### AIM OF THE TASK
Retype the records word for word. Skip every image.

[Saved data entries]
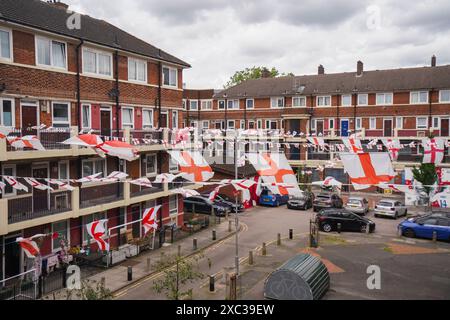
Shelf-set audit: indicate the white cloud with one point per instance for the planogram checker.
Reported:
(220, 37)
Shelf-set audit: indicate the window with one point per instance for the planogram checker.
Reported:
(173, 205)
(399, 122)
(419, 97)
(363, 99)
(86, 116)
(170, 77)
(422, 123)
(206, 104)
(137, 70)
(299, 101)
(5, 44)
(444, 96)
(94, 166)
(193, 105)
(97, 62)
(373, 123)
(384, 99)
(89, 219)
(277, 102)
(324, 101)
(51, 53)
(7, 112)
(346, 100)
(62, 229)
(151, 166)
(127, 118)
(147, 118)
(61, 115)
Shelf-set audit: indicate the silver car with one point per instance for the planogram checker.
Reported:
(358, 205)
(390, 208)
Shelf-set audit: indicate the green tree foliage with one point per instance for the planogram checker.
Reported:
(253, 73)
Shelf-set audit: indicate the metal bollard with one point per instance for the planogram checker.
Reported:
(130, 273)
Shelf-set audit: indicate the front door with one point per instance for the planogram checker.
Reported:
(40, 197)
(445, 127)
(105, 123)
(388, 127)
(344, 128)
(29, 120)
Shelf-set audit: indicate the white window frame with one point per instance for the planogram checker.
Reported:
(11, 51)
(13, 112)
(97, 72)
(318, 98)
(137, 62)
(299, 98)
(417, 123)
(440, 96)
(69, 113)
(36, 39)
(130, 125)
(367, 99)
(176, 78)
(276, 100)
(342, 100)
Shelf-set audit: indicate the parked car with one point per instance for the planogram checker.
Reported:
(268, 198)
(329, 219)
(358, 205)
(424, 227)
(303, 202)
(390, 208)
(327, 200)
(203, 205)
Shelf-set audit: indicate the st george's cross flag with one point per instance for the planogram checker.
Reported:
(368, 169)
(193, 165)
(97, 230)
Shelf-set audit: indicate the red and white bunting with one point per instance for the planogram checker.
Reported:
(97, 230)
(149, 219)
(36, 184)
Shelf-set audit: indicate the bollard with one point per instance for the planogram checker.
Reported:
(130, 273)
(212, 286)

### RESPONSE AREA
Shelf-set audit: indicate the white cloud with one point per instance for the planogram checker.
Reported:
(220, 37)
Shelf-set audit: indicate the window with one point per instance for the planogram checker.
Reported:
(173, 205)
(399, 122)
(419, 97)
(363, 99)
(86, 116)
(170, 77)
(422, 123)
(206, 104)
(137, 70)
(299, 101)
(5, 44)
(444, 96)
(94, 166)
(193, 105)
(97, 62)
(373, 123)
(384, 99)
(89, 219)
(277, 102)
(324, 101)
(51, 53)
(7, 112)
(346, 100)
(62, 229)
(151, 166)
(127, 118)
(147, 118)
(61, 115)
Shelf-set audit: indicate the silver car with one point per instance for the planogram checker.
Reported:
(358, 205)
(390, 208)
Shelf-set audit: indicate the green tree foliage with one point per instance for the planogram checker.
Reported:
(253, 73)
Shelf-set audit: indicate the metal bollard with one point per instance for the planogram checker.
Reported:
(130, 273)
Shelf-set audit: indicate the front door with one point per instance for the planogram checker.
Reported:
(40, 197)
(445, 127)
(105, 123)
(388, 127)
(344, 128)
(29, 120)
Shelf-set audit: indicate the white window frame with one point per instance for the planogram checker.
Reported:
(11, 51)
(13, 112)
(97, 72)
(318, 98)
(137, 62)
(299, 98)
(417, 123)
(440, 96)
(69, 113)
(36, 39)
(130, 125)
(367, 99)
(176, 78)
(276, 100)
(342, 100)
Shelf-set audit: indicate the parked car with one point per instance for the planogram checker.
Reported:
(268, 198)
(329, 219)
(358, 205)
(424, 227)
(303, 202)
(390, 208)
(327, 200)
(203, 205)
Shelf-set audit: indicate the st george's cross flag with one point per instance for the planogram checker.
Reported:
(368, 169)
(193, 165)
(97, 230)
Shelf-set audit: indicate the red and white bunting with one point per instance for the planogram checker.
Reported:
(97, 230)
(149, 219)
(36, 184)
Shelf-set audit: indicate the bollard with one point per instance for the planogram checker.
Reported:
(130, 273)
(212, 286)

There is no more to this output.